DATA ROWS.

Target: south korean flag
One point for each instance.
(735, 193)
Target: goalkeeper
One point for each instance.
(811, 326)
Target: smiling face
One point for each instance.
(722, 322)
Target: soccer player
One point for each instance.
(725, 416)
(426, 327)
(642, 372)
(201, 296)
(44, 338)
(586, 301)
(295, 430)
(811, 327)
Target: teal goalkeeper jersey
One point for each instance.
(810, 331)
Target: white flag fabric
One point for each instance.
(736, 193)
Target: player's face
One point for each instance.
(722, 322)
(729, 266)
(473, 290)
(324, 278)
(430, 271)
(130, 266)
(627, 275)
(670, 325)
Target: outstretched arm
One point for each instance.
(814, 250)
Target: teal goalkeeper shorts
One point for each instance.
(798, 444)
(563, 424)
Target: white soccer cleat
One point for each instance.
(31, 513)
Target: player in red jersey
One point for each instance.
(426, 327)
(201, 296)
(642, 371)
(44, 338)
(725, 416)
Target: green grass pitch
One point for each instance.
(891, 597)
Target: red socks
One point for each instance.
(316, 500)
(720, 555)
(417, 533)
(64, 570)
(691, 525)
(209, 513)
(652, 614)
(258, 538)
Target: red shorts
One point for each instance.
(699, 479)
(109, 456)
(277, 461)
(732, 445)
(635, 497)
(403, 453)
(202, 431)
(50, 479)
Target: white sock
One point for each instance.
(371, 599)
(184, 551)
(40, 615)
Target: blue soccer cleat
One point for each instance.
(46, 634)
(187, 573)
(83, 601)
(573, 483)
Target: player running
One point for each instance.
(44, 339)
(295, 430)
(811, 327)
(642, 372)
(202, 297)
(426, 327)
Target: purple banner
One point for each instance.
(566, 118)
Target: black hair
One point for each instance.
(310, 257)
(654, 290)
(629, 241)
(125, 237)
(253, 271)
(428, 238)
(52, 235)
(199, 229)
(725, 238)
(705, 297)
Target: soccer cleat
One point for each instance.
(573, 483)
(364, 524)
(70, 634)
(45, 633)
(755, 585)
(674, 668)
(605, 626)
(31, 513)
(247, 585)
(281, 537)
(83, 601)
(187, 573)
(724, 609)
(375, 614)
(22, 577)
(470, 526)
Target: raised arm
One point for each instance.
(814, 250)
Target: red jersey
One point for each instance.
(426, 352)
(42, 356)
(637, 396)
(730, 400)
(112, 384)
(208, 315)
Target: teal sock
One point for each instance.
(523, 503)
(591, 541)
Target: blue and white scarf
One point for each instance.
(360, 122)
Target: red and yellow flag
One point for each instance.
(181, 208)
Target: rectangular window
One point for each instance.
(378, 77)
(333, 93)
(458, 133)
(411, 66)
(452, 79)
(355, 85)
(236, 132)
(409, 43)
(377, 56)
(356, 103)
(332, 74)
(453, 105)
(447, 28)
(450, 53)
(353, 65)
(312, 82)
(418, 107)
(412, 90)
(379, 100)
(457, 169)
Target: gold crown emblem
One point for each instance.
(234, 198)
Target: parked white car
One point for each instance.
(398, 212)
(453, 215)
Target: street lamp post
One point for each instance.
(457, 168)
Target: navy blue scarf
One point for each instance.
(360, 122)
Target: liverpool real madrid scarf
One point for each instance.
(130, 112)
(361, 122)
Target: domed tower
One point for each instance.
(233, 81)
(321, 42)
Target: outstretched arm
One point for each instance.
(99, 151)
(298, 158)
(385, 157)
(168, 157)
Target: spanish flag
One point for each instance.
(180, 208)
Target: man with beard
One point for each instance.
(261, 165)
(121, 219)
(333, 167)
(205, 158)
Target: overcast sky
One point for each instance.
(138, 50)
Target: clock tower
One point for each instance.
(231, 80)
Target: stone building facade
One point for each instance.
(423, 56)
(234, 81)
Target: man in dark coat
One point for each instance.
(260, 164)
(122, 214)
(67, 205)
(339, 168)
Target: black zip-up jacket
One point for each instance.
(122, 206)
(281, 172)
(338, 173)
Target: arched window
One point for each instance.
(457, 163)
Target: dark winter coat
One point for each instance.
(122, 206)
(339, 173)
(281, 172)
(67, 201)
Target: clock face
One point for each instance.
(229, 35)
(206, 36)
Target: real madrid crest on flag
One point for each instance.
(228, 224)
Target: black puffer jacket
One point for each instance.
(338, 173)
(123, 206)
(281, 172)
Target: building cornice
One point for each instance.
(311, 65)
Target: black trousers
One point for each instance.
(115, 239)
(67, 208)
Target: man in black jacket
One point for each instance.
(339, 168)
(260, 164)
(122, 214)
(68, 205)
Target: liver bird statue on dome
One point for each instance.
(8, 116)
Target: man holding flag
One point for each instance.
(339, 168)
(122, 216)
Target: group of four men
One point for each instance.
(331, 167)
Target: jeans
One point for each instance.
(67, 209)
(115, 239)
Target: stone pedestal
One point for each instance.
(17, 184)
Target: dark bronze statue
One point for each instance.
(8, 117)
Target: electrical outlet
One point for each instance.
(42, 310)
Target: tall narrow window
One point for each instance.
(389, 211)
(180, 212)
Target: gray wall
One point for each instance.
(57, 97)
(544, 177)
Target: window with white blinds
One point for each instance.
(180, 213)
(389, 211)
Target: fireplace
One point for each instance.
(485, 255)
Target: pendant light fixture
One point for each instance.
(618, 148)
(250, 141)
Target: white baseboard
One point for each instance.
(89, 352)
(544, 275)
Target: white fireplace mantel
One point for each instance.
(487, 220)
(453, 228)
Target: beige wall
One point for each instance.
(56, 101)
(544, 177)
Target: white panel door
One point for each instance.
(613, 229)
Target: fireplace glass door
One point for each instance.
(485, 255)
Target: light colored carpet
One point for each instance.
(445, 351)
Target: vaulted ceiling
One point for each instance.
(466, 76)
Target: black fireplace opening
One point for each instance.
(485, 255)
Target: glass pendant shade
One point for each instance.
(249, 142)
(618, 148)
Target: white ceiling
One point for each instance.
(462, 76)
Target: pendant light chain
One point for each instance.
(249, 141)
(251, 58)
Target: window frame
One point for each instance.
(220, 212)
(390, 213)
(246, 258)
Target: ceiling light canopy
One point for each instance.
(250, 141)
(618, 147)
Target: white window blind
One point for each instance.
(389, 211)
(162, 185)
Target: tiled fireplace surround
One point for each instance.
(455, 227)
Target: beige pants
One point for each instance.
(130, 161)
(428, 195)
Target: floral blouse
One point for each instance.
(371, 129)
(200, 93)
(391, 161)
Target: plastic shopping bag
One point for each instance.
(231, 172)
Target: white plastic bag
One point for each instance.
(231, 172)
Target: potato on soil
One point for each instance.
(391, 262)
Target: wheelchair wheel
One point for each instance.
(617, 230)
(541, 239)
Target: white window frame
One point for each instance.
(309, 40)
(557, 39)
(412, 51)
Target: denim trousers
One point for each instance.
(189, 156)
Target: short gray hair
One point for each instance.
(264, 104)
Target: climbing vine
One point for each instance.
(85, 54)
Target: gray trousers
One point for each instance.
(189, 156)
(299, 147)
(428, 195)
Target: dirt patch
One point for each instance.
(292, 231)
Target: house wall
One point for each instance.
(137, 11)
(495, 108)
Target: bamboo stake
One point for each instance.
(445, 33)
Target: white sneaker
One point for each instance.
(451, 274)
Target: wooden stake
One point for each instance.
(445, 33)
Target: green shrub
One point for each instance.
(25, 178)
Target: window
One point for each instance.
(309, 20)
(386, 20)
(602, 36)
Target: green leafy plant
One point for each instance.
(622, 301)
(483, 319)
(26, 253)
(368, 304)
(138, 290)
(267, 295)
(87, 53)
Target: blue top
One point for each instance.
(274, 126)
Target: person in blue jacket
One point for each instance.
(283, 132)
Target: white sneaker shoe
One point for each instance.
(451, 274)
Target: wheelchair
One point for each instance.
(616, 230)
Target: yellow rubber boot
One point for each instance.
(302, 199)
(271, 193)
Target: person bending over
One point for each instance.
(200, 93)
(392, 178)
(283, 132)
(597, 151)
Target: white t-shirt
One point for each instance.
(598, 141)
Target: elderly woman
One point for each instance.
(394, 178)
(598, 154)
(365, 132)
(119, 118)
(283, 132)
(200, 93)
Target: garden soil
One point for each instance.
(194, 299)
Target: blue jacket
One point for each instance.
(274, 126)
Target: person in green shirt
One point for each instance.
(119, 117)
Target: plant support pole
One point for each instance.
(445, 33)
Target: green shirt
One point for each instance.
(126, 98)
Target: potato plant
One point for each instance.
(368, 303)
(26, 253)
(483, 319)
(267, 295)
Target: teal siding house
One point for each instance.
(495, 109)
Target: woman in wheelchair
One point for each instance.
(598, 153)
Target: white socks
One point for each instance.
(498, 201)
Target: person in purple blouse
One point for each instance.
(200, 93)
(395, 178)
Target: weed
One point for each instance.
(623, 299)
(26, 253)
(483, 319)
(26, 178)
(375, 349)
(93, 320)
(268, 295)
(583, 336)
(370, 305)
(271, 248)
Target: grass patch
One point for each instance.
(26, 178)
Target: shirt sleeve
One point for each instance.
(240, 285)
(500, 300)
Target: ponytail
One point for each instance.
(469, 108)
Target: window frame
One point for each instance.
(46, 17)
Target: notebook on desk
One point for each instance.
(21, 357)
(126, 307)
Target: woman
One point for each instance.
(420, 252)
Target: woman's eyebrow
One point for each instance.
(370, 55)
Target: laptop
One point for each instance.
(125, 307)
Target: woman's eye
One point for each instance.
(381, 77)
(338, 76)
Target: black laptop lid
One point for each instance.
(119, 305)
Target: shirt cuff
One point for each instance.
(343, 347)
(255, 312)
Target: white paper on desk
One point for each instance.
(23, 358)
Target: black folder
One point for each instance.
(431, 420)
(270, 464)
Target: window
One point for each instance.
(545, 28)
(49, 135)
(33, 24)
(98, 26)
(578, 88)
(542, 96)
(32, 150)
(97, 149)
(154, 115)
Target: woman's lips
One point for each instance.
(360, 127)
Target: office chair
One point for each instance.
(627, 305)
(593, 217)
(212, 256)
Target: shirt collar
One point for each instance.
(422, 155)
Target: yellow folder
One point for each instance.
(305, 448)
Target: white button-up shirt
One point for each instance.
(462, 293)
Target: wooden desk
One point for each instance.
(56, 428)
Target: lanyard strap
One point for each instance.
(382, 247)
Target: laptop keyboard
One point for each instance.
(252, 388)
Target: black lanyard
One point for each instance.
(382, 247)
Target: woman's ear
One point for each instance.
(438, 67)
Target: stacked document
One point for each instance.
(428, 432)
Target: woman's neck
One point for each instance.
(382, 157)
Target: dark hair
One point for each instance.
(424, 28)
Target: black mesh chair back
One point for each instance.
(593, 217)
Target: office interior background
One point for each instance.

WHAT YOU HAVE TO DO. Please rewrite the data from the line with "Target: lanyard strap" through the end, swapping "woman's" for "person's" and leaving everything else unchanged.

SOLVED PROBLEM.
Target: lanyard strap
One point for each instance.
(382, 247)
Target: laptop keyboard
One point for each instance.
(252, 388)
Target: black lanyard
One point for each instance.
(382, 247)
Target: person's ear
One point for each instance.
(438, 67)
Target: stacked document
One point for each instance.
(428, 432)
Target: person's neck
One point for each instance.
(382, 157)
Target: dark hair
One point for each instance.
(424, 28)
Target: black mesh chair back
One point for each instance.
(593, 217)
Target: office interior background
One point for each instance.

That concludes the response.